» **TEXT**

Published by shatio at 6:50 pm under Business Edit This

After last week’s sell off of over 3% today we had a feeble attempt at a bounce, that see – sawed around unchanged and eventually closing slightly up for the Standard and Poor’s (+0.07 or +0.01% to 1318) and slightly down for the Dow (-.33 or -0.00003% to 11,842.36. The Nasdaq did have some movement as it was down -0.85% or -20.35 to 2,385.74. The two headed dragon was again the story on Wall Street and may have been the reason for the tepid bounce. Although it was the inflation / oil story that seemed to be the most dominant.

The meeting in Jeddah, Saudi Arabia seemed to be a non-event as the Saudis pledged to boost output by a measly 200,000 barrels a day. To put that in perspective the Saudis current output per day is 9.5M barrels, so the increase is only 2.11%. Nigerian rebels also caused some havoc for Royal Dutch Shell and Chevron and that was said to have been a factor in the price rise. Oil prices rose $1.38 to close at 136.74.

Also in politics it was bring out your kooky ideas day for oil. McCain came out with the offering of a $300M prize (or $1 per American) for someone to invent a more fuel efficient car battery. Democrats on the hill have continued their attacks on “oil speculators” by considering restrictions on pension funds, hedge funds, investment banks. Lately there have been a slew of ideas good and bad coming from politicians including Bush / McCain’s proposals to up offshore oil drilling, the Democrats call for a windfall profits tax on oil companies, McCain’s proposal to temporarily lower / eliminate the oil tax for Americans, and more investment in alternative energy. I don’t know if we should be happy at this form of collective brainstorming or worried that some of the worst ideas will come to pass. Most of these ideas are worse than doing nothing at all. The best possibility would be investment in alternative energy. In fact in this regard the government is probably coming late to the party. Certainly in Silicon Valley green startups are garnering a lot of attention. If done wisely (difficult for governments sometimes) the investment could pay handsome dividends. McCain’s idea for the $300M giveaway is in that vain and is similar to the X prize which does get some government support, if not money.

The country really does need sound energy policy. Congress should stop looking around for people to blame and focus on creating that policy. There seems to be a lot of technology already existing or in the works that could be adopted. CAFÉ standards could be improved if the hybrid and other alternative engines are used more often. Tax breaks that had gone toward oil exploration could go into this area. The government could also take steps to curb energy use such as replacing fleet cars with hybrid only automobiles or implementing LEED protocols in all new government buildings. How about some solar panels on the White House? It really seems as that if some cooler heads prevailed our energy problems could be curbed significantly while improving the shape of the economy. Green venture capitalist Vinod Khosla has said there will be a great boom to the economy from the green revolution. Other countries have energy needs as well, maybe America could have something to export again.

» **Coordinate labeling rows**
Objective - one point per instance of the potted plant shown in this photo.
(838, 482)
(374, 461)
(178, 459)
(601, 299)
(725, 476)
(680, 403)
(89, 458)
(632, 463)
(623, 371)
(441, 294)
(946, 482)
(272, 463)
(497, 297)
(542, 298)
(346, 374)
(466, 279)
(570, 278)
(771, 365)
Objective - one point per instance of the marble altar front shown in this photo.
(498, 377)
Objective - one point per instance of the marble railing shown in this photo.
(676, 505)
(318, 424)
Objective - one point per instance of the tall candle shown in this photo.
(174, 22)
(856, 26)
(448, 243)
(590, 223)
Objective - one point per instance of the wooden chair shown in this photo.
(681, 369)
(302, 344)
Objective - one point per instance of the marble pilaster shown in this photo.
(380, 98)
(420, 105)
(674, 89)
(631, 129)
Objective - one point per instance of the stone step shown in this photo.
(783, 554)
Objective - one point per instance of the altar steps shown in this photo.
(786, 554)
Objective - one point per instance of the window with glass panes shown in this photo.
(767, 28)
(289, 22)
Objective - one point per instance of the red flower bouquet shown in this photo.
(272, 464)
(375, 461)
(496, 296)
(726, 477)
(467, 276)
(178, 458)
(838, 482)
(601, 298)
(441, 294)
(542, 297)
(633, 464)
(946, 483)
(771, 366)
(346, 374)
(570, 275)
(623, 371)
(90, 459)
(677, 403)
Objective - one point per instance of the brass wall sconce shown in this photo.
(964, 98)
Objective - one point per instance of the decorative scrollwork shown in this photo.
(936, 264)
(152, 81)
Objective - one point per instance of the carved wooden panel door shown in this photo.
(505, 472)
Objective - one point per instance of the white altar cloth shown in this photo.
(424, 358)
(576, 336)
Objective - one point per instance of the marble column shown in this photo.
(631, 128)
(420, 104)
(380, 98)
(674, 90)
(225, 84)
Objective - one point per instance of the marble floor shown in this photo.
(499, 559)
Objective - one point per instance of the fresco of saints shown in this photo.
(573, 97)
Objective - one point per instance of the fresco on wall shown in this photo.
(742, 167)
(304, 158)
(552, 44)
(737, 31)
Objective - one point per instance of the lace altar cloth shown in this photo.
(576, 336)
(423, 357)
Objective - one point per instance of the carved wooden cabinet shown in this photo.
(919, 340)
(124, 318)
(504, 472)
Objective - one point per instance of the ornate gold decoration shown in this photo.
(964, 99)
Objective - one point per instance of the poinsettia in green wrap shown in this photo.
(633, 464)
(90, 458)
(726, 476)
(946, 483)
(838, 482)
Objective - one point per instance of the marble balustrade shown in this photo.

» **STATED PROBLEM A**
In the market post, how much did the Saudis pledge to raise their oil output each day?
» **STATED PROBLEM B**
Copy the market post from "After last week’s" up to and including "the most dominant.".

» **FULL OUTPUT A**
200,000 barrels a day.

» **FULL OUTPUT B**
After last week’s sell off of over 3% today we had a feeble attempt at a bounce, that see – sawed around unchanged and eventually closing slightly up for the Standard and Poor’s (+0.07 or +0.01% to 1318) and slightly down for the Dow (-.33 or -0.00003% to 11,842.36. The Nasdaq did have some movement as it was down -0.85% or -20.35 to 2,385.74. The two headed dragon was again the story on Wall Street and may have been the reason for the tepid bounce. Although it was the inflation / oil story that seemed to be the most dominant.